_Tasks for this exercise_
(a) Answer these questions from the smoker thread:
(i) What temperature range was the first poster trying to hold?
(ii) Which lump charcoal does post #3 of 16 name?
(iii) What does the smoker's manufacturer say will happen if the temperature goes over 400 degrees F?
(b) Please output the part of the smoker thread between "I do have another" and "advice are appreciated.", inclusive, word for word.

I used reqular charcoal briquetts and had to add more charcoal every 30 minutes to an hour along with a few chunks of soaked Hickory to keep the smoke and temp between 225 and 240 degrees F. This is the grill and side fire box I have.:

Is there any other way I can keep the temp and smoke coming and not have to add charcoal as often? I think I read that using a different type of charcoal was better. Was this because it lasts longer and therefore doesn't require as much attention? I'm thinking that larger pieces of charcoal might last longer and require less effort.
post #2 of 16
Congrats on your first smoke...

Alot of us here use lump charcoal so you dont get the added chemicals briqs have. But thats not your problem. A couple solutions. First...use more charcoal! Fill that thing up. These cheap (not a dig as i have a Chargriller) side box smokers eat up the coal. That will keep you at temp longer. Second, make a charcoal basket. You can find some ideas on this forum. It will hold more coal and make it more efficient and controllable by keeping it up so air can flow underneath it. Also, it looks like you might have your grate upside down?
post #3 of 16
I would consideer using Lump like Royal Oak. Also I know there are a few mods that have been found beneficial with this smoker so check out some theads and you should be fine.
post #4 of 16
Thread Starter 
Thanks for your response but this causes me to have more questions. If I put more charcoal in it will cause the temp to be much higher where the meat is. I realize that adjusting the damper on the fire box and possibly the smoke stack might help regulate this, but this thing isn't exactly air tight with those exceptions.

I will turn the thing the charcoal is sitting on the other way as I do believe you are right that it would allow more air underneath.

I will try to find this lump charcoal when we use up what we have. I hope it isn't too much more expensive.

I do have another question about making a bigger bed of coals. The manufgr of my new smoker says that allowing the temp to exceed 400 degrees F. will burn the heat resistant paint off the outside and I'm a little concerned about that.

Comments and advice are appreciated.
post #5 of 16
Lump charcoal=more cook time IMO. I add 1 chimney full per hour to keep temps up in my Chargriller (depending on ambient air temp, I cook in the cold a lot). I also find that briquettes need to have the ash knocked of them, not a problem with lump. For Chargriller mod you can search SMF or go here-

All the info in one place.
post #6 of 16
Yep I use lump charcoal/lumpwood. You should be able to regulate the fire temp by adjusting your air intake like you said. But just make sure that your damper on your smoke stack is always wide open. Check your local sams club they have been running a special on 40lb bags of lump wood lately but they may be out now.

_Records shown_
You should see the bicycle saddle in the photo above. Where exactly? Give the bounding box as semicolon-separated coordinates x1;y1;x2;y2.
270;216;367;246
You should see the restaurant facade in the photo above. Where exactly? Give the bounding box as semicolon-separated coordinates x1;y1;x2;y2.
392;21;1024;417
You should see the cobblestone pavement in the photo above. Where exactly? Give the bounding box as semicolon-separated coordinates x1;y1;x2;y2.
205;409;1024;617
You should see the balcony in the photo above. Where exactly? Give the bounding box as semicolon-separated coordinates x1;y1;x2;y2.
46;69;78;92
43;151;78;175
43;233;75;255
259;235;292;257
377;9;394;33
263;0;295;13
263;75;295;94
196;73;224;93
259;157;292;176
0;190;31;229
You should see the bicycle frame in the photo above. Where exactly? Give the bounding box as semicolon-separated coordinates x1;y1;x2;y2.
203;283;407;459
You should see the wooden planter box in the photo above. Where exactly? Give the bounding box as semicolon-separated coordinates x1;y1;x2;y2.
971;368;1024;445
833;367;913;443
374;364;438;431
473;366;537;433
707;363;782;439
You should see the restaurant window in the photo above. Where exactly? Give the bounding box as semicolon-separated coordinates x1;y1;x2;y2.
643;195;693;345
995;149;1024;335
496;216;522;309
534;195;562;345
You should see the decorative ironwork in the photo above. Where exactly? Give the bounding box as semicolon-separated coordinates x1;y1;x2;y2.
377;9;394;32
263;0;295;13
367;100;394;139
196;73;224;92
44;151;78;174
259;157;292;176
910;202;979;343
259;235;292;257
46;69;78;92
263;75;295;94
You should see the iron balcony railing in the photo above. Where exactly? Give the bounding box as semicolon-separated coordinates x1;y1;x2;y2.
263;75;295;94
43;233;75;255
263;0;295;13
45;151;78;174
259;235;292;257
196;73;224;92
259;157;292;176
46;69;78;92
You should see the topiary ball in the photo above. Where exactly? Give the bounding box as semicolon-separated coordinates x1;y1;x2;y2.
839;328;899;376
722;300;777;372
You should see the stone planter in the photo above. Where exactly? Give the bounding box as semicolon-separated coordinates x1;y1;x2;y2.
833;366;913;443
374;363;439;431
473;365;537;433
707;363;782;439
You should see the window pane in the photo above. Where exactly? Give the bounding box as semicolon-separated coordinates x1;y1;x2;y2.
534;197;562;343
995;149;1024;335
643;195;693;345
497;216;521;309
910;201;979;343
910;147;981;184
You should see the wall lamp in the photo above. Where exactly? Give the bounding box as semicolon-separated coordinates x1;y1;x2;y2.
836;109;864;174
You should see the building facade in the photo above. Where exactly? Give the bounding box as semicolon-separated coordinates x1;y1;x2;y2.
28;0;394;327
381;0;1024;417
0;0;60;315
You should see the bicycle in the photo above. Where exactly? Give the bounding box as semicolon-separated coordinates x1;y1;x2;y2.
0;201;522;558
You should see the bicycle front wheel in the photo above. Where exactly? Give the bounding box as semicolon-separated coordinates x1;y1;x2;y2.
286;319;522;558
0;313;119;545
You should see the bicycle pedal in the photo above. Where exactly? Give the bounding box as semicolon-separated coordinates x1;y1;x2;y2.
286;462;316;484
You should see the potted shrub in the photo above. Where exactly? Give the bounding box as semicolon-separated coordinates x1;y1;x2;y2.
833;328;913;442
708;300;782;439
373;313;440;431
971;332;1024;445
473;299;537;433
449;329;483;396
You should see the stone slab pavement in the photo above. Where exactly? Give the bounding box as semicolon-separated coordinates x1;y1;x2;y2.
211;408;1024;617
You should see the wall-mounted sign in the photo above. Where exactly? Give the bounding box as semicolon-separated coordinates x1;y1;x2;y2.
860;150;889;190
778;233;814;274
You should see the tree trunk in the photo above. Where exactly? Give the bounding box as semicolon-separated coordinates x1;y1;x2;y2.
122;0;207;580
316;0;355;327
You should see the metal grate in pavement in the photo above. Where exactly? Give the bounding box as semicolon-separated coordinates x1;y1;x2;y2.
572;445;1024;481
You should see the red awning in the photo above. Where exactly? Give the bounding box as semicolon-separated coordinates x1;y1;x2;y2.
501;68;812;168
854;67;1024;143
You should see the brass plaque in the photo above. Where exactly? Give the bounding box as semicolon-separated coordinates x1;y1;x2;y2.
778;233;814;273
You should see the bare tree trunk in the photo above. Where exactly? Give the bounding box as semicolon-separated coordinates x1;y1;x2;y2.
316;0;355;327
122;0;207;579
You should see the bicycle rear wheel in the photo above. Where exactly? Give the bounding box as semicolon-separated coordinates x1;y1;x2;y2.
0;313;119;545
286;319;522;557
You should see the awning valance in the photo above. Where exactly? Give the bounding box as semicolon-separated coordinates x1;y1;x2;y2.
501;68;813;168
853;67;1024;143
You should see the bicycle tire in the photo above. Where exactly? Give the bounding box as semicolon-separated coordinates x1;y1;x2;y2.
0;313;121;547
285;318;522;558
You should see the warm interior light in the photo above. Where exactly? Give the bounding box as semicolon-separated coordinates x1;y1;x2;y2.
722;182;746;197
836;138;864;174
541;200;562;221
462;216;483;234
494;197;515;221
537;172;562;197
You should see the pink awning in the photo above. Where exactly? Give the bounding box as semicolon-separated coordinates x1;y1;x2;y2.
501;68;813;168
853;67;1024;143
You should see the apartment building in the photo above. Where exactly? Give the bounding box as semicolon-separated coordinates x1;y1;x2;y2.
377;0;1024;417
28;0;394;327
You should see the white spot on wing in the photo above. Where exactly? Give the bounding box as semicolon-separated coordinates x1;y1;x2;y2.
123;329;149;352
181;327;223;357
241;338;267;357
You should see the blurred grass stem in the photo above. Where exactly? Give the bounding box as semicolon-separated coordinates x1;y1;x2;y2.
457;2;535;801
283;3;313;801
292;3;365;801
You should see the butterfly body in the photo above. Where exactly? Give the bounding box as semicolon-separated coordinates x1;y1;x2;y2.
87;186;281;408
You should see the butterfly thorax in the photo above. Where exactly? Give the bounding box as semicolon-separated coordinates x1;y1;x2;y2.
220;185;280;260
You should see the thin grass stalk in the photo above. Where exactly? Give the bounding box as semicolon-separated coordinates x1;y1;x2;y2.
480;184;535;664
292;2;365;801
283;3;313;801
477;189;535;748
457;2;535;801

_Per-task outputs_
(a)
(i) Between 225 and 240 degrees F.
(ii) Royal Oak.
(iii) It will burn the heat resistant paint off the outside.

(b)
I do have another question about making a bigger bed of coals. The manufgr of my new smoker says that allowing the temp to exceed 400 degrees F. will burn the heat resistant paint off the outside and I'm a little concerned about that.

Comments and advice are appreciated.